Rows from a dataset

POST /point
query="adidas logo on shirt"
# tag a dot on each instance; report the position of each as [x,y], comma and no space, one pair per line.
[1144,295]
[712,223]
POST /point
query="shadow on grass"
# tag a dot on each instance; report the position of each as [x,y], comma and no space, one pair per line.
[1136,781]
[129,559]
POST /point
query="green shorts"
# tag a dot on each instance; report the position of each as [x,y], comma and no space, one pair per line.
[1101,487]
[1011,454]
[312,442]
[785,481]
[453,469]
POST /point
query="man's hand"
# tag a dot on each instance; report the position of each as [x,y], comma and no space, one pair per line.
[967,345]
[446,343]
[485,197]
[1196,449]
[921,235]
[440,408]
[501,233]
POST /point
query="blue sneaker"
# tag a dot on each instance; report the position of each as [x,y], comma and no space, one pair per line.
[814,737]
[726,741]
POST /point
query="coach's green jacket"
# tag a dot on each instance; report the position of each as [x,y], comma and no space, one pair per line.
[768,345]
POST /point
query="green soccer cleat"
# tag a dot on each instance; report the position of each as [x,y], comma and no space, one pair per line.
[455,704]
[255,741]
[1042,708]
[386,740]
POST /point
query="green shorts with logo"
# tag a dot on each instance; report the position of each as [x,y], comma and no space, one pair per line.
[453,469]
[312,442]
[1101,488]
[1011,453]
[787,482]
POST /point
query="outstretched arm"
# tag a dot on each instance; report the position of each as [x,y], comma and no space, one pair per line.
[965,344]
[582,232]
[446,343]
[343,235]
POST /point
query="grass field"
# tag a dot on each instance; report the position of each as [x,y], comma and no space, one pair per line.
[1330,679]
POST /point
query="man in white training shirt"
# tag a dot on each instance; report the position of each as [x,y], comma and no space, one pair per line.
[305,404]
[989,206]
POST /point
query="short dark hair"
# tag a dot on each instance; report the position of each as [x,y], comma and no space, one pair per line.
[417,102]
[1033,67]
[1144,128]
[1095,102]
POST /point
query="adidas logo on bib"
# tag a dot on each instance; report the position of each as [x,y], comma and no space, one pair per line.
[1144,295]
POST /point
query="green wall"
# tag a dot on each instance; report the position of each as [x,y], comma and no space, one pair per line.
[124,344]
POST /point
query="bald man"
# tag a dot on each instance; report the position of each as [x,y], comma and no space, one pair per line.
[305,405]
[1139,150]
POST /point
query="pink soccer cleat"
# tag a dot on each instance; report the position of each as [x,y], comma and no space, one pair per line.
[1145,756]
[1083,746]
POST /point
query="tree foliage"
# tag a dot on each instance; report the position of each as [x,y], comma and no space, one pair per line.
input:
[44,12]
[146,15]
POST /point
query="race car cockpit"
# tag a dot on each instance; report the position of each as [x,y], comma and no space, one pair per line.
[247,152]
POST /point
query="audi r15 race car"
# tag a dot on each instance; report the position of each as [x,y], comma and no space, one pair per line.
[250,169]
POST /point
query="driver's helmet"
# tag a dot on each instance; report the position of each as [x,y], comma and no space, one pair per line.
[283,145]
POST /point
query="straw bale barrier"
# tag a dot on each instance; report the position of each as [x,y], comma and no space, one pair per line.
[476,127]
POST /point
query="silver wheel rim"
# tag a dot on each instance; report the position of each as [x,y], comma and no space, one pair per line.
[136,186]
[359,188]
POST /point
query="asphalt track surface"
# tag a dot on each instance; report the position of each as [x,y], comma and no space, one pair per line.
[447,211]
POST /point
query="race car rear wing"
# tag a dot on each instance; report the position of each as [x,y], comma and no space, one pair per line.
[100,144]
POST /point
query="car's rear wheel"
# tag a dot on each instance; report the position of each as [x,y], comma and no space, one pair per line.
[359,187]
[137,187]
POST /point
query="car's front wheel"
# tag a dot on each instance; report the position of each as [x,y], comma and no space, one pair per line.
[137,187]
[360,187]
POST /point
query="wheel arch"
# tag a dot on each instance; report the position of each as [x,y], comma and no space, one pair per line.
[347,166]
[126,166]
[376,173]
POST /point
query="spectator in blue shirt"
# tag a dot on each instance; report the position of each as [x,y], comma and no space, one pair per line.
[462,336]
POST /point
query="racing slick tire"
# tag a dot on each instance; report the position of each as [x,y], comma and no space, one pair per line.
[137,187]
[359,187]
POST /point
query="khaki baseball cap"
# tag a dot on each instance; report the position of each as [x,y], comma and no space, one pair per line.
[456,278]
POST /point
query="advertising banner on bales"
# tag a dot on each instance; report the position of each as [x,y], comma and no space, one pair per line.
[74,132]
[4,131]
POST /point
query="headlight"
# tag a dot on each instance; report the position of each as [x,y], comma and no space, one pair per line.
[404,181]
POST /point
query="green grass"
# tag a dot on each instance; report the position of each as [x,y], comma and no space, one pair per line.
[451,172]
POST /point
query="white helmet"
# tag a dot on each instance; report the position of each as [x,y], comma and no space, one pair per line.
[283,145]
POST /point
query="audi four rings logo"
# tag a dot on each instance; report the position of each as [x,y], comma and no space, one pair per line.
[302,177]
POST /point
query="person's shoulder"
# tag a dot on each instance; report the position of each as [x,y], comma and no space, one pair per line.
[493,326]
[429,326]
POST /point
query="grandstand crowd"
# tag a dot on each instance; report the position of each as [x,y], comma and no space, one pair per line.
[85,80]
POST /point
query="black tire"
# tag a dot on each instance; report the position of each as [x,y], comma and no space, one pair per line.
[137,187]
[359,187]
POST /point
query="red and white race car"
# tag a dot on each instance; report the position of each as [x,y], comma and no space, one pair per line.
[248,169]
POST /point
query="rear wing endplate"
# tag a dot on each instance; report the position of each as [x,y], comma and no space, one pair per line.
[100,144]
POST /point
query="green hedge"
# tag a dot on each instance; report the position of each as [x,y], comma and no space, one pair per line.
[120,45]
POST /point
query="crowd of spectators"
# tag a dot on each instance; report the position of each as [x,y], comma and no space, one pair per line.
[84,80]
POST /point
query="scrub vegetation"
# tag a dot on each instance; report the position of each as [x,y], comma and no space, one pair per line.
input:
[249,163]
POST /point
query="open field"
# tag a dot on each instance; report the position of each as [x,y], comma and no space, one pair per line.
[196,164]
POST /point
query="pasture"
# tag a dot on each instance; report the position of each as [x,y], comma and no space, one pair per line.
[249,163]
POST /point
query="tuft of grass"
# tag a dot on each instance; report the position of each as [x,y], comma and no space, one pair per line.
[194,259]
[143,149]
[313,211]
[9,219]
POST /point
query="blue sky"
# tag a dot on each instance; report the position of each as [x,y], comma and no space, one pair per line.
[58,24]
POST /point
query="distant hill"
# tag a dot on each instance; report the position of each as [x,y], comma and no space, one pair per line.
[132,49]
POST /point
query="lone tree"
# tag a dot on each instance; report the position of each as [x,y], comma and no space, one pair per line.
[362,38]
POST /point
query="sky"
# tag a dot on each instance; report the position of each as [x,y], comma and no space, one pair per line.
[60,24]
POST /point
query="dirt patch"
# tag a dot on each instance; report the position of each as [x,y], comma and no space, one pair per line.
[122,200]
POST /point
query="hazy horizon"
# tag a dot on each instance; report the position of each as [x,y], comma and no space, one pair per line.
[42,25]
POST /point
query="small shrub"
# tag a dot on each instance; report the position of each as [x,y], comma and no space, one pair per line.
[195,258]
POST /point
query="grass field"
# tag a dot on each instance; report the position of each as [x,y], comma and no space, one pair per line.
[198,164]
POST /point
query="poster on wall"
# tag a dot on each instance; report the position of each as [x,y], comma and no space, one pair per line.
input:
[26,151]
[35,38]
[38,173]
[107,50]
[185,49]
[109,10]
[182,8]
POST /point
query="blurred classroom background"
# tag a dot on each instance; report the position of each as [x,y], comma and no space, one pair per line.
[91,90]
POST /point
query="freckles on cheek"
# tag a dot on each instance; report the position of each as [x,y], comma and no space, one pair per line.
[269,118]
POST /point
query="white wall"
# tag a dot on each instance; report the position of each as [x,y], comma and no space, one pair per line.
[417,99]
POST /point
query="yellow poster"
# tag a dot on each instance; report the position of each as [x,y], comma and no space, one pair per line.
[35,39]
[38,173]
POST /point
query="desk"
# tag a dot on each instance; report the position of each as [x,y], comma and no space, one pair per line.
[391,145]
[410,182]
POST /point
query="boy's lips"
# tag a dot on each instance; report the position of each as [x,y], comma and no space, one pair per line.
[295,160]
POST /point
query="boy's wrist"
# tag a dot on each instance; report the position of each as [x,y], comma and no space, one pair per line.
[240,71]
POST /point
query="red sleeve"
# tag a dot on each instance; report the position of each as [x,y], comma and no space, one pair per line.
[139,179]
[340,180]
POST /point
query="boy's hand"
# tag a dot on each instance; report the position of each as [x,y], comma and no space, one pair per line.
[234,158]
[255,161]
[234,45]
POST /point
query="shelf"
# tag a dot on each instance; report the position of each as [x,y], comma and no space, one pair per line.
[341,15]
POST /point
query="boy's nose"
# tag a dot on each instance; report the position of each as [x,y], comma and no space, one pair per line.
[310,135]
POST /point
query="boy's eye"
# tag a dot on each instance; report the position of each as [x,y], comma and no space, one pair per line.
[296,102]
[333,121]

▸ **Problem statement**
Locate every line in the records above that contains the word "race", and copy each one out.

▸ **Written response**
query="race car cockpit"
query="audi r15 race car"
query="race car rear wing"
query="red and white race car"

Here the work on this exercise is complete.